» Exercise material
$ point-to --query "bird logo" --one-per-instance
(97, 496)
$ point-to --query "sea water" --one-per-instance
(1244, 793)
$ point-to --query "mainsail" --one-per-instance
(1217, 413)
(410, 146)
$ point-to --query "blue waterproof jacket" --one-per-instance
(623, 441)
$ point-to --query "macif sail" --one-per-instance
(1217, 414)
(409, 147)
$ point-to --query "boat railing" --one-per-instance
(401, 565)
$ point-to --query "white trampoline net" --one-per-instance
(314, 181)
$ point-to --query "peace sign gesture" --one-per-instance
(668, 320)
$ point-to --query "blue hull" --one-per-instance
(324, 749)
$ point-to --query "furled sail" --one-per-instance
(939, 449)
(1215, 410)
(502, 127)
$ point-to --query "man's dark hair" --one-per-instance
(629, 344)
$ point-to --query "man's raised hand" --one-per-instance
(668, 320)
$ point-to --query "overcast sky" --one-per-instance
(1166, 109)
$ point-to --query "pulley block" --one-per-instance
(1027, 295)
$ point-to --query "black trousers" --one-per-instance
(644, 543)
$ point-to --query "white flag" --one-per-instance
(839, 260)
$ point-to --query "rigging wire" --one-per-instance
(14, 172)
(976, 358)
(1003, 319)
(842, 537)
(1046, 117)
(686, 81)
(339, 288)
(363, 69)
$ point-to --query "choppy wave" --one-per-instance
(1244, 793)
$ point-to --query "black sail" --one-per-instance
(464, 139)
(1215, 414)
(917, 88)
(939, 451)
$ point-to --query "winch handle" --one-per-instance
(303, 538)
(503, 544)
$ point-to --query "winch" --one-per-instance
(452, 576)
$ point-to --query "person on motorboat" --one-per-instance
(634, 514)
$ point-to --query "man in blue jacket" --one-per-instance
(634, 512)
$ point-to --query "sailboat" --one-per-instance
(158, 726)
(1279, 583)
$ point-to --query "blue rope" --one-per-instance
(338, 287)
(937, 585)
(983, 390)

» Exercise
When you write out the listing, keep every line exactly as it is above.

» Written reply
$ point-to --query "bird logo" --one-per-instance
(97, 496)
$ point-to --query "sea water" --one-per-instance
(1244, 793)
$ point-to --query "mainsail" --one-per-instance
(1217, 413)
(410, 146)
$ point-to --query "blue waterproof jacket" --one-per-instance
(623, 441)
$ point-to --query "macif sail" --one-per-instance
(1217, 414)
(409, 147)
$ point-to --query "boat railing" --one-per-instance
(401, 565)
$ point-to --query "white trampoline net" --one-per-instance
(314, 181)
$ point-to --query "peace sign gesture" --one-per-instance
(668, 320)
$ point-to --query "blue hull" --one-per-instance
(324, 749)
$ point-to --query "furled sail" --one-per-instance
(939, 449)
(1215, 410)
(502, 127)
$ point-to --query "man's dark hair" --one-per-instance
(629, 344)
$ point-to --query "man's raised hand" --one-per-instance
(668, 320)
$ point-to --query "overcast sky" --one-per-instance
(1166, 109)
$ point-to --query "pulley block" --one-per-instance
(1027, 295)
$ point-to --query "black trousers" --one-per-instance
(644, 543)
$ point-to --query "white flag" --one-per-instance
(839, 260)
$ point-to --query "rigging wire" --one-per-instance
(14, 172)
(976, 358)
(1003, 319)
(842, 537)
(1046, 117)
(686, 81)
(339, 288)
(363, 69)
$ point-to --query "choppy wave" --one-per-instance
(1244, 793)
$ point-to --query "black sail" --one-per-instance
(464, 139)
(1215, 414)
(917, 88)
(939, 451)
$ point-to --query "winch handle" --one-per-instance
(303, 538)
(503, 544)
$ point-to --query "winch" --one-per-instance
(452, 576)
$ point-to --query "person on motorboat" --one-per-instance
(634, 514)
$ point-to --query "man in blue jacket" --one-per-instance
(634, 512)
$ point-to --query "sailboat" --one-per-instance
(158, 726)
(1279, 583)
$ point-to --query "blue rope" --one-per-instance
(338, 287)
(937, 585)
(983, 390)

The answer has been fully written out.